Cuando las instituciones
republicano-democráticas caen, nuevas situaciones de poder se instalan en los
hechos. Se trata entonces de dar forma institucional a las nuevas situaciones y
aquí, ¡admirable plan de Dios! afloran espontáneamente las formas de
organización social y política fundadas en la ley natural.
Bajo la sabia conducción de Franco en
España, se instauró un régimen político asentado en una autoridad fuerte y
justa, dirigido no al engrandecimiento del Estado sino al avance moral y
material de los hombres. Pudieron así transcurrir los difíciles años de
posguerra y de vengativo e injusto aislamiento, para irrumpir después de un
deslumbrante proceso de desarrollo económico y social que la llevó a los
primeros lugares en el concierto mundial.
Otro tanto aconteció en Chile, a partir de
1973. Cuando las naciones se ven liberadas de las estructuras ficticias del
racionalismo, retornan serenamente a la ley natural. Así conoció Chile años de
paz y prosperidad.

▬▬▬▬▬▬▬▬▬▬

Consigna >>
Resume la fuente en dos oraciones. El material no tiene relación con la fuente.

Datos registrados >>
▬▬▬▬▬▬▬▬▬▬

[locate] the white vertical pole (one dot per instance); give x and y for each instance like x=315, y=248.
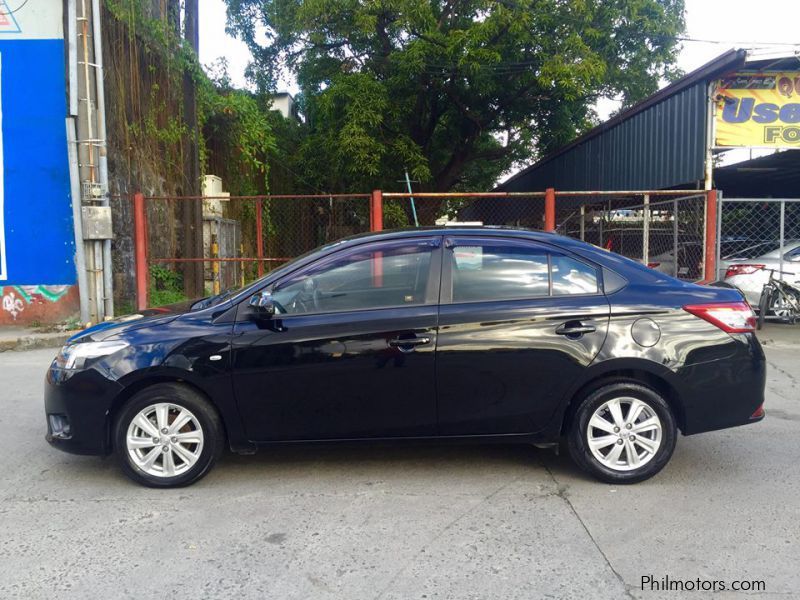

▬▬▬▬▬▬▬▬▬▬

Respuesta >>
La fuente sostiene que, al caer las instituciones republicano-democráticas, afloran espontáneamente formas de organización social y política fundadas en la ley natural. Pone como ejemplos la España de Franco, que según la fuente llegó tras la posguerra a los primeros lugares del mundo gracias a su desarrollo económico y social, y el Chile posterior a 1973, que habría conocido años de paz y prosperidad.